Point being that by eliminating the classification of races, discrimination can be erased from the social environment. He said his main goal for people to “look at the United States from a different perspective.”

In order to rid society of the restriction of race, Ignatiev said two things must be known: how the idea of race was created, and how it is maintained and influences our lives today.

Racial segregation and discrimination began after slavery was abolished following the Civil War. With the advent of Jim Crow laws, people were clearly designated as black, and others as white.

The line was clear.

Those laws have disappeared, but “race continues to exercise an influence over modern life,” Ignatiev said. But racial influences are not as easily identifiable in the modern era as they were in the past.

He then addressed how these racial influences manifest themselves today.

Most people think that the past, filled with an abundance of blatant discrimination, is dead, according to Ignatiev.

He added, “What many people, particularly white people, do not like to acknowledge is that the effects of that old discrimination are not all gone.”

He said his purpose is not to make people feel guilty about the past, because no one controls what their ancestors did. He wants to work at eliminating the institution of racism and discriminatory practices.

It is not simply a matter of putting the past behind us and “getting over it,” he said. The things that are still going on today as a result of the past are what we must address.

“We can do nothing about the past, but we can do something about the present and the future.”

He discussed ways racism and discrimination are reproduced or transmitted in society.

For one, he said whites were afforded advantages in the past – property, money, or education. These advantages are transmitted to the next generation through “mechanisms that appear colorblind.”

For example, job opportunities are often accessed through social connections or inheritance. “For historic reasons, those connections are racially coded,” said Ignatiev.

There is no racial connotation in helped your son get a job, but it becomes racial when it is a group of white parents helping their children in a way that black parents cannot.
******************************
**Written exercise A**.
Answer these from the text on race and discrimination:
(i) What two things does Ignatiev say must be known to rid society of the restriction of race?
(ii) According to the text, when did racial segregation and discrimination begin?
(iii) What does Ignatiev say his purpose is not?
**Written exercise B**. Carry the text on race and discrimination forward from its final sentence.

**Data extract**.
******************************
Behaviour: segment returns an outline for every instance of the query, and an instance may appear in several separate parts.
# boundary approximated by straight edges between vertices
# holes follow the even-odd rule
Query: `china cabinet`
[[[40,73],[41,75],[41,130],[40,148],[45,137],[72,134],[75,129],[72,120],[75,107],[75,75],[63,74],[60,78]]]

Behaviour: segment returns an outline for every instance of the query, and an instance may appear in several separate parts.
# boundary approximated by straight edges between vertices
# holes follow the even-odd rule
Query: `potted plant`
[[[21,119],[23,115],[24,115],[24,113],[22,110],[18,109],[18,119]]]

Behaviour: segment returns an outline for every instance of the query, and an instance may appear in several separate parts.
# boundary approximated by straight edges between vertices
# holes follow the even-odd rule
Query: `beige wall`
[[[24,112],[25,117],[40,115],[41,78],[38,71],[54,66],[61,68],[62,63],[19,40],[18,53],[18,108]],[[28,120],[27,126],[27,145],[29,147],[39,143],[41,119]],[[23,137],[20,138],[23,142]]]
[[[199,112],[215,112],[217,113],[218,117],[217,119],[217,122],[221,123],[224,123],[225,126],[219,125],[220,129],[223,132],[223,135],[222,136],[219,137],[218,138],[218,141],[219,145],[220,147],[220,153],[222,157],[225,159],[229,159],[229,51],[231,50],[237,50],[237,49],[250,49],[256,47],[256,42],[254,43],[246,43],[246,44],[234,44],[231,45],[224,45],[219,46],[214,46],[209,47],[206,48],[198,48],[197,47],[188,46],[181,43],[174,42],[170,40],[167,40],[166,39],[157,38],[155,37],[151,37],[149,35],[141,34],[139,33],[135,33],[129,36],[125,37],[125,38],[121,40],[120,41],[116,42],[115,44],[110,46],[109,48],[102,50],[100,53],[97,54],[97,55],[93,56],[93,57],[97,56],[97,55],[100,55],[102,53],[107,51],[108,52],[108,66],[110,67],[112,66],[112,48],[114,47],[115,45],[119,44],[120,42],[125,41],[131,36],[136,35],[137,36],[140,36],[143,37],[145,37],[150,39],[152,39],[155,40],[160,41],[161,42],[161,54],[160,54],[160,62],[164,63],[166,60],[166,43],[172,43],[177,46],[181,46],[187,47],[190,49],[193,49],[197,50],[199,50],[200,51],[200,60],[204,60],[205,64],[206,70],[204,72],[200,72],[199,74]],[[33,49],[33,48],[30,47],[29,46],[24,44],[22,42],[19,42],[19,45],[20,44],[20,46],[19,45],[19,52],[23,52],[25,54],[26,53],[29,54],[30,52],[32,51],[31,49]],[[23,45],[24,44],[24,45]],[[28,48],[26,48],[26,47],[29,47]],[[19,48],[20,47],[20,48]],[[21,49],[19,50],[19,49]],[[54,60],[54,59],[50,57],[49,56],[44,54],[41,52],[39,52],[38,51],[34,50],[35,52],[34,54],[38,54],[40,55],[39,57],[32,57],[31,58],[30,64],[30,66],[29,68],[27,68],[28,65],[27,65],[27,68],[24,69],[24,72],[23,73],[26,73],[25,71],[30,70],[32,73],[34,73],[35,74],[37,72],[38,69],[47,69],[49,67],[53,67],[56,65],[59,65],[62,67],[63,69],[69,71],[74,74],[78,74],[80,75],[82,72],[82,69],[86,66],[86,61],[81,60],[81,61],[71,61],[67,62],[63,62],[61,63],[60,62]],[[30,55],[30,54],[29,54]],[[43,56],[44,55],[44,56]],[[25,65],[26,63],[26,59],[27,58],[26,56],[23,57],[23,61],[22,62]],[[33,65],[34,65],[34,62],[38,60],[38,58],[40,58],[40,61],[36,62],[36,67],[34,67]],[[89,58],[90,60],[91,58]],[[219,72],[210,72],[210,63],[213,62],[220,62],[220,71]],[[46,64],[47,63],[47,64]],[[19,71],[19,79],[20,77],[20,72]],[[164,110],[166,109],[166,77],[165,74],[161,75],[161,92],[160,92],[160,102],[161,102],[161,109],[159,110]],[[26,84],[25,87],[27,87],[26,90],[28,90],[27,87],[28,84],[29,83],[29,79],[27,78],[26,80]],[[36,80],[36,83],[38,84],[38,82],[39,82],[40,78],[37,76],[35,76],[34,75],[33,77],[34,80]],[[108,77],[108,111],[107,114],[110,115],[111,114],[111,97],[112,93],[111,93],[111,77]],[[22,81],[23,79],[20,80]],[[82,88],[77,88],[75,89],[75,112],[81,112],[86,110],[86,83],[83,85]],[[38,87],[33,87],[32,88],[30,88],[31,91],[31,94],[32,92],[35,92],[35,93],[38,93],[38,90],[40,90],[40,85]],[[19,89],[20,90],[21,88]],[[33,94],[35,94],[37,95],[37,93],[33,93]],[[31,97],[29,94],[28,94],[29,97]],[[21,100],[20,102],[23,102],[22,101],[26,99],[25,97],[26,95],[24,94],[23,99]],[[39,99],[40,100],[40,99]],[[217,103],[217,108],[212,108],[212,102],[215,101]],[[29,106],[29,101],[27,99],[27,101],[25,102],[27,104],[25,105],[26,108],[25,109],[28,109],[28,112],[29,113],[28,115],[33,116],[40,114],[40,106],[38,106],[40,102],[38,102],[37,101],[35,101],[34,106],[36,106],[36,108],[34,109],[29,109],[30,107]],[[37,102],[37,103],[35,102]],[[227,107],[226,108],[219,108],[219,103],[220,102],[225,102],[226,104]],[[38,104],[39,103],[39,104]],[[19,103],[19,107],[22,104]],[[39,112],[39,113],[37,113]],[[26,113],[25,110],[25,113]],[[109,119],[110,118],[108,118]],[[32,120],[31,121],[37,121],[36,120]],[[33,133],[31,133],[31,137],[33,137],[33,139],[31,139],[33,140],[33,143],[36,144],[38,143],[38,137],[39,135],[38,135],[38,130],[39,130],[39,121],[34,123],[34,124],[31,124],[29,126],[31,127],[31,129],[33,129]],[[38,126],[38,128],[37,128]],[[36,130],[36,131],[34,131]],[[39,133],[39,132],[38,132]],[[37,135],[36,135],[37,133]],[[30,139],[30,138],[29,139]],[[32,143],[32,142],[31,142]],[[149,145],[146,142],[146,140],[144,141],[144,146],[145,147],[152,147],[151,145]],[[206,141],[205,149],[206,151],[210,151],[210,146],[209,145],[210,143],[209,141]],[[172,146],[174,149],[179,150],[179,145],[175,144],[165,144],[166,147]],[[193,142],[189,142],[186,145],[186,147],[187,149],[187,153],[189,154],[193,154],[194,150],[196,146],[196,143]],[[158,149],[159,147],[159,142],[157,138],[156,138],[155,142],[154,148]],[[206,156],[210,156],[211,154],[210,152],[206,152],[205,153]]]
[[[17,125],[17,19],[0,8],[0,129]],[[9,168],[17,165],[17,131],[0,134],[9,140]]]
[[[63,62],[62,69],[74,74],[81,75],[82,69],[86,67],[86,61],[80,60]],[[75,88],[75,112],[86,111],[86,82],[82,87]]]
******************************
**Reply A**.
(i) How the idea of race was created, and how it is maintained and influences our lives today.
(ii) After slavery was abolished following the Civil War.
(iii) To make people feel guilty about the past.

**Reply B**.
It’s not out of malice that some people are left out of the loop, but this system is handed down through generations.

He calls it the paradox of modern America. “Most people in America do not consider themselves to be racist, do not wish to be racist, and yet this is a racially divided society.”

Race continues to operate as an oppressive category, even though people often have the best intentions.

He also mentioned that though the racial difference is minute when examining wages for specific jobs, the difference between household and family wealth is enormous. He stated statistics that show whites having 5 to ten times more family wealth than black families holding the same job or educational status. This came from a time when the Federal Housing Society helped middleclass families purchase homes.

However, the society operated under racially discriminatory terms by only giving aid to people in certain neighborhoods. They used red circles to mark the areas in which they would not grant monetary aid. These “red-lined” areas were typically black areas, according to Ignatiev.

Therefore, they excluded blacks from federal housing moneys; a situation that has given generations of whites advantages over blacks, because a house is a lucrative economic advantage.

He ended with, “There is a whole world of possibilities out there, outside of…whiteness.”

A student asked how individuals can help abolish whiteness, and Ignatiev answered by saying, “Challenge the mechanisms that are used to exclude people.”